▶ Problème posé a
Recopiez les entrées d'identification ci-dessous en remplaçant « tree » par « shrub », sans rien changer d'autre.

== Passage du texte

Les tentatives chinoises de modifier les rapports de force dans l’Asie-Pacifique
La Chine tente de modifier les rapports de force dans la région en mettant en œuvre une stratégie d’interdiction d’accès (A2/AD en anglais, pour anti-acces and area denial) conçue pour priver les États-Unis de toute influence militaire dans le voisinage des eaux territoriales chinoises et dans l’Océan pacifique occidental. Face à cette menace, les États-Unis ont entrepris de rééquilibrer leurs stratégies diplomatique et défensive en faveur de la région Asie-Pacifique. Dans ce contexte, les divergences entre les points de vue officiels et la montée des nationalismes au Japon et en Chine ont eu un impact négatif et fermé les voies qui auraient pu conduire à un réchauffement des relations entre les deux pays.
Les agissements de la Chine dans les eaux qui bordent les îles Senkaku et la multiplication des cas de traversée de l’Archipel des Ryûkyû par des avions et de bâtiments des forces armées chinoises s’engageant dans le Pacifique occidental posent désormais au Japon un grave problème de sécurité régionale. Les tensions sont telles qu’un simple malentendu risque de conduire à une altercation entre navires de la marine chinoise et des Forces maritimes d’autodéfense du Japon. Il est urgent de prendre des mesures pour éviter que de telles situations surgissent à l’improviste entre le Japon et la Chine, et pourtant aucun signe de progrès n’est en vue à cet égard. Dans l’article qui suit, je me propose de mettre à contribution l’expérience que m’ont procurée mon service dans les FMAD et mon implication, en tant qu’officier en retraite, dans les relations sino-japonaises pour examiner les questions de sécurité régionale liées à l’état actuel de ces relations ainsi que les perspectives d’amélioration qu’on peut entrevoir.

====

▶ Problème posé b
Énumérez tous les pays nommés dans le passage sur les rapports de force en Asie-Pacifique.

== Informations extraites

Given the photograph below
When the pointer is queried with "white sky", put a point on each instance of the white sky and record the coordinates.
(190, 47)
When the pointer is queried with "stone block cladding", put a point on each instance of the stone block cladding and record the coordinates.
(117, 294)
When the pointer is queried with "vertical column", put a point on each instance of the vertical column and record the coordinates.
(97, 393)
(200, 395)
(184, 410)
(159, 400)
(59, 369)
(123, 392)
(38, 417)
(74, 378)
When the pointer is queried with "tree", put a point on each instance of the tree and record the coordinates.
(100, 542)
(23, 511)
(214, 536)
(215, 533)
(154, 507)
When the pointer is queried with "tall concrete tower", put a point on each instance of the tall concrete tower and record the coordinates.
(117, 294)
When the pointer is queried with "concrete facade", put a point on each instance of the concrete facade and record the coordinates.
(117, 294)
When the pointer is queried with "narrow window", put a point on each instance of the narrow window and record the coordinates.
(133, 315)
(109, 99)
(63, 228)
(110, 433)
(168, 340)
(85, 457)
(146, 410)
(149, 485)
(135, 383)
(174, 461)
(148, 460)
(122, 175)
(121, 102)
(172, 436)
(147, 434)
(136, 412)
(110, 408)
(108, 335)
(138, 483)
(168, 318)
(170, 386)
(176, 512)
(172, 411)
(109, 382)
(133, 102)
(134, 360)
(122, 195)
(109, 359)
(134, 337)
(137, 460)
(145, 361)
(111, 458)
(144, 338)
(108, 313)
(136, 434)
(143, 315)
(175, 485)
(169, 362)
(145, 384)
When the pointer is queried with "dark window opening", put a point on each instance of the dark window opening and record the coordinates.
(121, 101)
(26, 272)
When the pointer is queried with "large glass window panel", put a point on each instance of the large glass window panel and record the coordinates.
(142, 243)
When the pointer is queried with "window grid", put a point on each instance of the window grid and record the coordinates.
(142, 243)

====

▶ Réponse rédigée a
Given the photograph below
When the pointer is queried with "white sky", put a point on each instance of the white sky and record the coordinates.
(190, 47)
When the pointer is queried with "stone block cladding", put a point on each instance of the stone block cladding and record the coordinates.
(117, 294)
When the pointer is queried with "vertical column", put a point on each instance of the vertical column and record the coordinates.
(97, 393)
(200, 395)
(184, 410)
(159, 400)
(59, 369)
(123, 392)
(38, 417)
(74, 378)
When the pointer is queried with "shrub", put a point on each instance of the shrub and record the coordinates.
(100, 542)
(23, 511)
(214, 536)
(215, 533)
(154, 507)
When the pointer is queried with "tall concrete tower", put a point on each instance of the tall concrete tower and record the coordinates.
(117, 294)
When the pointer is queried with "concrete facade", put a point on each instance of the concrete facade and record the coordinates.
(117, 294)
When the pointer is queried with "narrow window", put a point on each instance of the narrow window and record the coordinates.
(133, 315)
(109, 99)
(63, 228)
(110, 433)
(168, 340)
(85, 457)
(146, 410)
(149, 485)
(135, 383)
(174, 461)
(148, 460)
(122, 175)
(121, 102)
(172, 436)
(147, 434)
(136, 412)
(110, 408)
(108, 335)
(138, 483)
(168, 318)
(170, 386)
(176, 512)
(172, 411)
(109, 382)
(133, 102)
(134, 360)
(122, 195)
(109, 359)
(134, 337)
(137, 460)
(145, 361)
(111, 458)
(144, 338)
(108, 313)
(136, 434)
(143, 315)
(175, 485)
(169, 362)
(145, 384)
When the pointer is queried with "dark window opening", put a point on each instance of the dark window opening and record the coordinates.
(121, 101)
(26, 272)
When the pointer is queried with "large glass window panel", put a point on each instance of the large glass window panel and record the coordinates.
(142, 243)
When the pointer is queried with "window grid", put a point on each instance of the window grid and record the coordinates.
(142, 243)

▶ Réponse rédigée b
Chine, États-Unis, Japon